▸ **Input material**:
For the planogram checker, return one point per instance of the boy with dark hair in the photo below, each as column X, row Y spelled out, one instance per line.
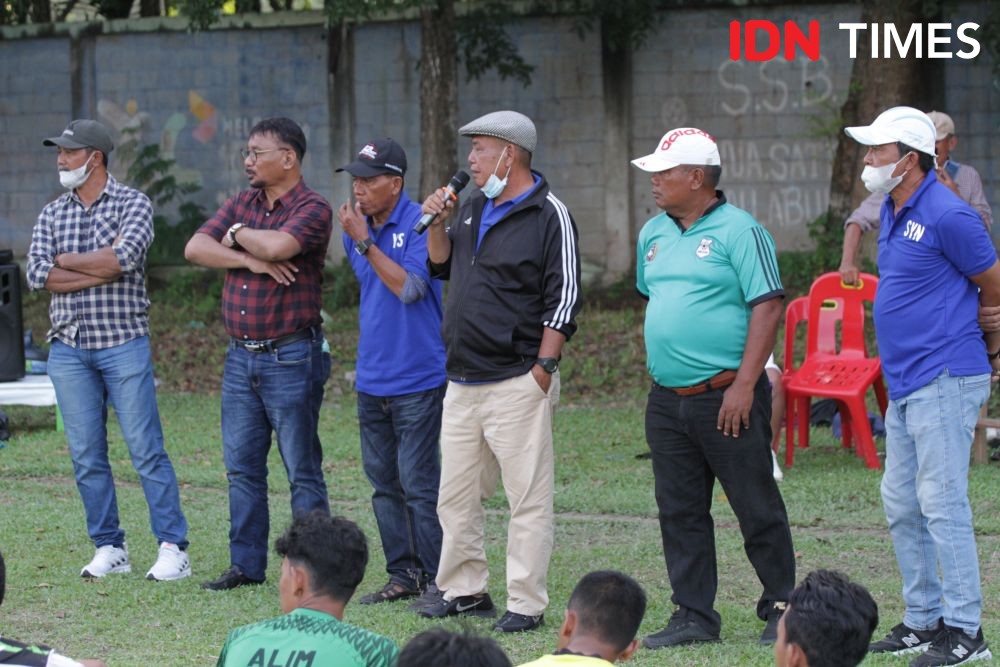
column 828, row 623
column 440, row 648
column 324, row 560
column 600, row 622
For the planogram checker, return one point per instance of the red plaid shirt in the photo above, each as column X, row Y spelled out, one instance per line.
column 255, row 306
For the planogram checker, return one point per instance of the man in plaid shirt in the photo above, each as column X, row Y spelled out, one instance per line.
column 272, row 240
column 89, row 250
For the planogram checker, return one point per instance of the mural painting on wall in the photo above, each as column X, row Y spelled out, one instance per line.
column 212, row 160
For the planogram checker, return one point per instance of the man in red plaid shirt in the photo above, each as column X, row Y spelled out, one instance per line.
column 272, row 240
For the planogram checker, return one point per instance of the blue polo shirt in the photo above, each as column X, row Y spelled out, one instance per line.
column 926, row 307
column 493, row 214
column 400, row 350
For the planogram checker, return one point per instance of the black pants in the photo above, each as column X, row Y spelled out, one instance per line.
column 689, row 454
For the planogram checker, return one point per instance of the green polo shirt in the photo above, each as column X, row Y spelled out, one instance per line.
column 701, row 284
column 306, row 638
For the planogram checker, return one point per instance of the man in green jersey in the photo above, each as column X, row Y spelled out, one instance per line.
column 324, row 560
column 709, row 272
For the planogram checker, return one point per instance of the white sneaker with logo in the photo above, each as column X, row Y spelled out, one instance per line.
column 107, row 560
column 170, row 565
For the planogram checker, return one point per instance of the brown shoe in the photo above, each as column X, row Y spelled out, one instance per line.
column 391, row 591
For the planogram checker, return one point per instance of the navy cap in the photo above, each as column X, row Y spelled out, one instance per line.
column 383, row 156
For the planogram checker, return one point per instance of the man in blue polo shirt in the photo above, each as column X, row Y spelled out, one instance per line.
column 400, row 369
column 936, row 262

▸ **Direction**:
Copy the items from the start through the line that contains "column 689, row 454", replacing "planogram checker" with "shelf audit tool" and changing nothing else. Leave the pictures out.

▸ **Result of the exercise**:
For the shelf audit tool, return one point per instance of the boy with dark hair in the photo below, each as column X, row Y spelled out, one instance per line.
column 828, row 623
column 440, row 648
column 324, row 560
column 600, row 622
For the shelf audit tool, return one point per instance of the red plaid shirt in the photo above, each as column X, row Y spelled out, one instance per line.
column 255, row 306
For the shelf audit tool, return one point per instance of the man in plaid shirt in the photo above, each as column X, row Y spelled out, one instance per line.
column 272, row 240
column 89, row 250
For the shelf audit tool, return one point per instance of the mural painting on wall in the photo above, each as column X, row Y spelled out, one instance per line.
column 212, row 160
For the shelf audit tool, return one point per instance of the man in red plaid shirt in the photo above, each as column X, row Y spelled out, one instance per line.
column 272, row 240
For the shelf audit tool, return one point per instance of the blue polo shirt in the photo above, each as column X, row Y spelled out, one instance per line.
column 926, row 307
column 493, row 214
column 400, row 350
For the shelf audit tool, return one point per instance of the black pants in the photo above, each as column X, row Y spelled out, one instance per line.
column 689, row 454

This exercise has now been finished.